→ Texto proporcionado
------

El apagón total del sistema eléctrico padecido por Cuba desde el viernes, y que apenas comenzó a superarse de forma aislada en algunos lugares de la isla, es la metáfora distópica, pero con consecuencias muy reales, de un colapso sistémico más amplio: el de su anquilosada y feroz dictadura.
Son su extrema rigidez, resistencia al cambio, negativa a corregir rumbos fallidos, incapacidad de gestión económica y apuesta a la represión como tabla de supervivencia de la cúpula gobernante, lo que explica este trágico, pero nada sorprendente episodio. Desde hace años se viene anunciando, y se aceleró durante los últimos meses, con una serie de prolongados apagones, que se añaden a otras desesperadas carencias de la población.

------

→ Datos proporcionados
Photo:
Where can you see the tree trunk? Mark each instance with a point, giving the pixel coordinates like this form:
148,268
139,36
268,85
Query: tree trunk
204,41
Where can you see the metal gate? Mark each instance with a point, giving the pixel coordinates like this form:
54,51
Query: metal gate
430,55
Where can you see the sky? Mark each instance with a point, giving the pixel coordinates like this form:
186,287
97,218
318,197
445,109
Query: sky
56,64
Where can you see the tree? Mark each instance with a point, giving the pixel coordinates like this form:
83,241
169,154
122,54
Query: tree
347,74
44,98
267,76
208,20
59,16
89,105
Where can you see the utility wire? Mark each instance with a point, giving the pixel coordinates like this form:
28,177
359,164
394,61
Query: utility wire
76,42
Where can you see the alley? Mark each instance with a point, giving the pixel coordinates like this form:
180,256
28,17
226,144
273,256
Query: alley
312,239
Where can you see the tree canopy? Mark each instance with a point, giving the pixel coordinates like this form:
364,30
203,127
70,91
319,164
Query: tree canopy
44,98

------

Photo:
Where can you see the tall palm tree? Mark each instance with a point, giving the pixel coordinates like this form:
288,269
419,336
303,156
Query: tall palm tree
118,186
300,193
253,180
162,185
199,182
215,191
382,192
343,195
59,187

------

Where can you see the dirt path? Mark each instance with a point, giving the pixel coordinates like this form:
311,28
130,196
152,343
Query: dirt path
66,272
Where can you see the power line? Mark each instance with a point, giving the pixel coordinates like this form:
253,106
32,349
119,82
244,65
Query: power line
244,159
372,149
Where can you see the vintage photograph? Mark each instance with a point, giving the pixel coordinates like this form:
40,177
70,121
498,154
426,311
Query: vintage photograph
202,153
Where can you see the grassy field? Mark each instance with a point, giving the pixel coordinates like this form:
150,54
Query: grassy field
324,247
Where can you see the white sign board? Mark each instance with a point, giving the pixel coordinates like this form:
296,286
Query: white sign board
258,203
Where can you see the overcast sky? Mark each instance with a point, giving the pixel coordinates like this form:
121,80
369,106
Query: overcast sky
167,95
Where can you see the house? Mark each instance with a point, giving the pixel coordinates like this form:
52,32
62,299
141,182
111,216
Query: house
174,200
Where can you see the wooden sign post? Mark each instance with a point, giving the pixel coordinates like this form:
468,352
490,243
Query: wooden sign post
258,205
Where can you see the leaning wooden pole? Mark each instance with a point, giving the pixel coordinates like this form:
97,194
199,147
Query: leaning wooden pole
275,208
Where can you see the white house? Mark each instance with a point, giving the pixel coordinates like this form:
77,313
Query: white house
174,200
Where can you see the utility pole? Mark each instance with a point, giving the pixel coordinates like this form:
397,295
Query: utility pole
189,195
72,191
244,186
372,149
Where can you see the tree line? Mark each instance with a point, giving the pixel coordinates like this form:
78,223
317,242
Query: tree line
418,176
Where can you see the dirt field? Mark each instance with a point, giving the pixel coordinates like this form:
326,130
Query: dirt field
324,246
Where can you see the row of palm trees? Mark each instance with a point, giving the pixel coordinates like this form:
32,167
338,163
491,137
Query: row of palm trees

------

→ Acción requerida
Por favor, continúa el texto sobre el apagón en Cuba a partir de su última oración.

→ Respuesta del ejercicio
Al mediodía del pasado viernes el país se quedó sin electricidad. Solo los hoteles para turistas extranjeros, los hospitales (aunque a medias) y los centros de poder siguieron recibiendo electricidad; también, los privilegiados que cuentan con generadores propios y suministro de combustible para activarlos. El régimen declaró la “emergencia energética”, una redundancia retórica ofensiva, porque la población de sobra ya se había dado cuenta de la profundidad y los efectos en cadena de la crisis.
El suministro de agua cesó en múltiples comunidades; en las que aún disponen de él, dejaron de funcionar las plantas potabilizadoras. Sin electricidad en los hogares, los pocos alimentos perecederos de que disponían comenzaron a pudrirse en sus maltrechos refrigeradores. Cocinarlos por adelantado solo ha sido posible para quienes utilizan el gas; a otras personas no les ha quedado más solución que hacerlo mediante fuegos externos con leña. En varios hospitales, múltiples servicios fueron suspendidos y los pacientes enviados a sus casas.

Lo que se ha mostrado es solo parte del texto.